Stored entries
※ ※ ※
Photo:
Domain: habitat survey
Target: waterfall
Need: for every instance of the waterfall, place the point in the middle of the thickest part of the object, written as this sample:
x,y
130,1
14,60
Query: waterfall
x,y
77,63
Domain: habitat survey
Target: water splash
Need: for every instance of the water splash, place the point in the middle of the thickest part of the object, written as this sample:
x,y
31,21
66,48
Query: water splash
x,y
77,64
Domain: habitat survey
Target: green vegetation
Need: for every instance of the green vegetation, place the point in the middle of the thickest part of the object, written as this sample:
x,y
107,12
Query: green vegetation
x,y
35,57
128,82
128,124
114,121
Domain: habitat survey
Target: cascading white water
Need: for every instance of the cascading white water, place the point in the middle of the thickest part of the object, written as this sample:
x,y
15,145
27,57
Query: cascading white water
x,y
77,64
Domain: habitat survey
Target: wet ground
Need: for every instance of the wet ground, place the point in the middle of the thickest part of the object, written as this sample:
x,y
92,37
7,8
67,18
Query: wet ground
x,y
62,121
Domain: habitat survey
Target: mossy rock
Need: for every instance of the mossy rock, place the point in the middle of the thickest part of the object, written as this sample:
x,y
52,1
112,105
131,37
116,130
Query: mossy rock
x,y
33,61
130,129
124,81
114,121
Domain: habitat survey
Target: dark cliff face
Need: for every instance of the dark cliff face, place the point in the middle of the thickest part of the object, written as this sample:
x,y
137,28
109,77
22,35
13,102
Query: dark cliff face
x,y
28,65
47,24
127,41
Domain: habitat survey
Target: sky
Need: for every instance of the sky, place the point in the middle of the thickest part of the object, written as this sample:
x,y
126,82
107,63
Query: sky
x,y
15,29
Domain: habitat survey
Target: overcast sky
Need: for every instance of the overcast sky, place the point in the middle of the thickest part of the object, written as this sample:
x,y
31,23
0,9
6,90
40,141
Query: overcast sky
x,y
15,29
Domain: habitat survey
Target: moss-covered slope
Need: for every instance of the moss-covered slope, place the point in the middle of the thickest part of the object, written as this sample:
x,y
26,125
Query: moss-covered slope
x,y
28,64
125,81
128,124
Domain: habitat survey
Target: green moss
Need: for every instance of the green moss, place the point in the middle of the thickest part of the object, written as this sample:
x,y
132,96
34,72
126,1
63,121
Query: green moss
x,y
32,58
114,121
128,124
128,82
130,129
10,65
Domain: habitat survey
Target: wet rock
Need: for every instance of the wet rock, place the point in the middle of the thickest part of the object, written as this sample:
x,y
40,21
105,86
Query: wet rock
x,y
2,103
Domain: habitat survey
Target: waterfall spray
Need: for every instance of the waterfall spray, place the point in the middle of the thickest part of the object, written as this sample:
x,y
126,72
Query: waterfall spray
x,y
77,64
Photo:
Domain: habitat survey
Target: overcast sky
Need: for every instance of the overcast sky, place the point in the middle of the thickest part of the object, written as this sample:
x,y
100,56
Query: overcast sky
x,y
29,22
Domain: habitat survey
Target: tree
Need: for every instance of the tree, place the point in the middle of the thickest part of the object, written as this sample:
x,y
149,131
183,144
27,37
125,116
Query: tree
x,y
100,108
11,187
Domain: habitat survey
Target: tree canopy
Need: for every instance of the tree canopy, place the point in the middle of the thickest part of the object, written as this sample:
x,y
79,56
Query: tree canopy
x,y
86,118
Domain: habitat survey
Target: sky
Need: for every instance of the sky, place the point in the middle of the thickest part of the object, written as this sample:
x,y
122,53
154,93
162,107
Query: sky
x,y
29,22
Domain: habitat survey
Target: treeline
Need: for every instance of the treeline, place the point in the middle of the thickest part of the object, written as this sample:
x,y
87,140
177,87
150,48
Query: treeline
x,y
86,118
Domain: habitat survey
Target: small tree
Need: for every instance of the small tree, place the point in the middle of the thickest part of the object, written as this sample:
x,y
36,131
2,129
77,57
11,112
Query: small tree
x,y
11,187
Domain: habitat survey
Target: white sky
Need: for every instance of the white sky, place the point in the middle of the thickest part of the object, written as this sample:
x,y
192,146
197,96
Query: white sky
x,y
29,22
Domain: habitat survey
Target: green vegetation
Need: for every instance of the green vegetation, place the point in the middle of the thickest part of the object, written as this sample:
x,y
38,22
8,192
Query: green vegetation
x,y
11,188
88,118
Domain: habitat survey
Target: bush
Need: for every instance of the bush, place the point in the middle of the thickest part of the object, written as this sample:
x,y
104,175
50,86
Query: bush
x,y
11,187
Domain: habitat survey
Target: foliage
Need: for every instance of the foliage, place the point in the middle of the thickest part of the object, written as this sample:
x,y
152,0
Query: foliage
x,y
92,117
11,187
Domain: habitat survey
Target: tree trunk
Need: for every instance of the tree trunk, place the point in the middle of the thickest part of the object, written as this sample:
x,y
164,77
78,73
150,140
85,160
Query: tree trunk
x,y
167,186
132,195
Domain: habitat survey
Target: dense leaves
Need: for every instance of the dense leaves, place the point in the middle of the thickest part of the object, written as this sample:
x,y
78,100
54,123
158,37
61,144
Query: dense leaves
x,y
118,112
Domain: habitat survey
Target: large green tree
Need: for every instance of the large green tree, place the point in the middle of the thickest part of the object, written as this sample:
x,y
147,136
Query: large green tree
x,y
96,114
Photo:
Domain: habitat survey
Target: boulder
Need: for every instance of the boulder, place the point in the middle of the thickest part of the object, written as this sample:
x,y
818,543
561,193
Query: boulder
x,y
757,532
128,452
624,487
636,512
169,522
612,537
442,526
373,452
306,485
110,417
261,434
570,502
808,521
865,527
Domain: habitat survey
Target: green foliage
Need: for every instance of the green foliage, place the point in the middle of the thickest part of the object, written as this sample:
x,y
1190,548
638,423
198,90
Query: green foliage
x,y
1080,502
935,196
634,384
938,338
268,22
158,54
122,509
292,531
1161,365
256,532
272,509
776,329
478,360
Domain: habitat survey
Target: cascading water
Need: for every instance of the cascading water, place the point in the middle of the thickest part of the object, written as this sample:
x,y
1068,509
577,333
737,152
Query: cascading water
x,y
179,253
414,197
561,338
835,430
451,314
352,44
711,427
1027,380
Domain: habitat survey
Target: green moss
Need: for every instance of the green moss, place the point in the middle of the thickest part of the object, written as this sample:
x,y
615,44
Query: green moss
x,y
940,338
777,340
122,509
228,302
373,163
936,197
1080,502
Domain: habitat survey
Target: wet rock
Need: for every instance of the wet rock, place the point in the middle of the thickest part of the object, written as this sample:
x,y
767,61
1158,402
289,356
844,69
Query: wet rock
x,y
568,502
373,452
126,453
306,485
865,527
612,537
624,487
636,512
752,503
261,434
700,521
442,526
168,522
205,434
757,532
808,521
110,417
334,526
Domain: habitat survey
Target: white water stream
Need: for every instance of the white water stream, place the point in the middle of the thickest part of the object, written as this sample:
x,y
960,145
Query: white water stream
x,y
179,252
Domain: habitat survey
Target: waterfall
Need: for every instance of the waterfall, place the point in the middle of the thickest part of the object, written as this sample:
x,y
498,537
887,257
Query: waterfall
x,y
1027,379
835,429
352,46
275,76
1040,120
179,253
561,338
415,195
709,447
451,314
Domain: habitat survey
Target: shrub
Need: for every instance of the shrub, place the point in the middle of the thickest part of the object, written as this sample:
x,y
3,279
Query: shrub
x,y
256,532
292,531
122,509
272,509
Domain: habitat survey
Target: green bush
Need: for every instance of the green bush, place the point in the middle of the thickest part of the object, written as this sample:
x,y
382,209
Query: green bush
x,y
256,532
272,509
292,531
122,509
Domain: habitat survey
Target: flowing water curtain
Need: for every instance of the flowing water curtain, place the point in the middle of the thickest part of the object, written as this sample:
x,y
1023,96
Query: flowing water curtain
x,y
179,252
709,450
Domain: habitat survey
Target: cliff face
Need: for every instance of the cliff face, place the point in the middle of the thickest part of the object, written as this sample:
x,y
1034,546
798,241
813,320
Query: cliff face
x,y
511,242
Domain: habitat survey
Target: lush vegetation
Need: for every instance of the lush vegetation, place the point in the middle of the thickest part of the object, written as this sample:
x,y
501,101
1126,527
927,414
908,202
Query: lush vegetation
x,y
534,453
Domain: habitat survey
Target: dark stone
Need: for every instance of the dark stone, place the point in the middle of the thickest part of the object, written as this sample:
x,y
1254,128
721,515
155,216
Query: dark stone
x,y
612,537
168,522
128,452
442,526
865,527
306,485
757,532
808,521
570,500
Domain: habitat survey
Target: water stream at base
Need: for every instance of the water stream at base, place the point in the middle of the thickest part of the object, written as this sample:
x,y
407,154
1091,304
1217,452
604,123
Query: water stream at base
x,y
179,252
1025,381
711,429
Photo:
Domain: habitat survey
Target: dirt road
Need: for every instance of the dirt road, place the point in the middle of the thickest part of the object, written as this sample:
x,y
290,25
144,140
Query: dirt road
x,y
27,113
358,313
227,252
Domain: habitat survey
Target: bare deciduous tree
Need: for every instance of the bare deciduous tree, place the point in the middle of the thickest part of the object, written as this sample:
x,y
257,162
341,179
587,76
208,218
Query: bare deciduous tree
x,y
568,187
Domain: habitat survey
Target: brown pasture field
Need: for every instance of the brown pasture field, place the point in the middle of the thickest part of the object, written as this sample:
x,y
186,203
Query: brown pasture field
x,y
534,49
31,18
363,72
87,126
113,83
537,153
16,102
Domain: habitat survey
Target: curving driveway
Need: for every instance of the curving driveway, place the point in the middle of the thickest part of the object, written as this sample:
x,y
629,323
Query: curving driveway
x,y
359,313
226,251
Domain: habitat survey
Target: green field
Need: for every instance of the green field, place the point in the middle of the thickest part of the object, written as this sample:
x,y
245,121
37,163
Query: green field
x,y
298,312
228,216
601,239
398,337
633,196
※ ※ ※
BRIEF:
Which lines of the data above contain the string "trunk"? List every such line in full, matching case exactly.

ANSWER FOR THIS EXERCISE:
Target: tree trunk
Need: for every instance of the tree trunk, place the point in the middle of the thickest part of the object, written as this sample:
Query: tree trunk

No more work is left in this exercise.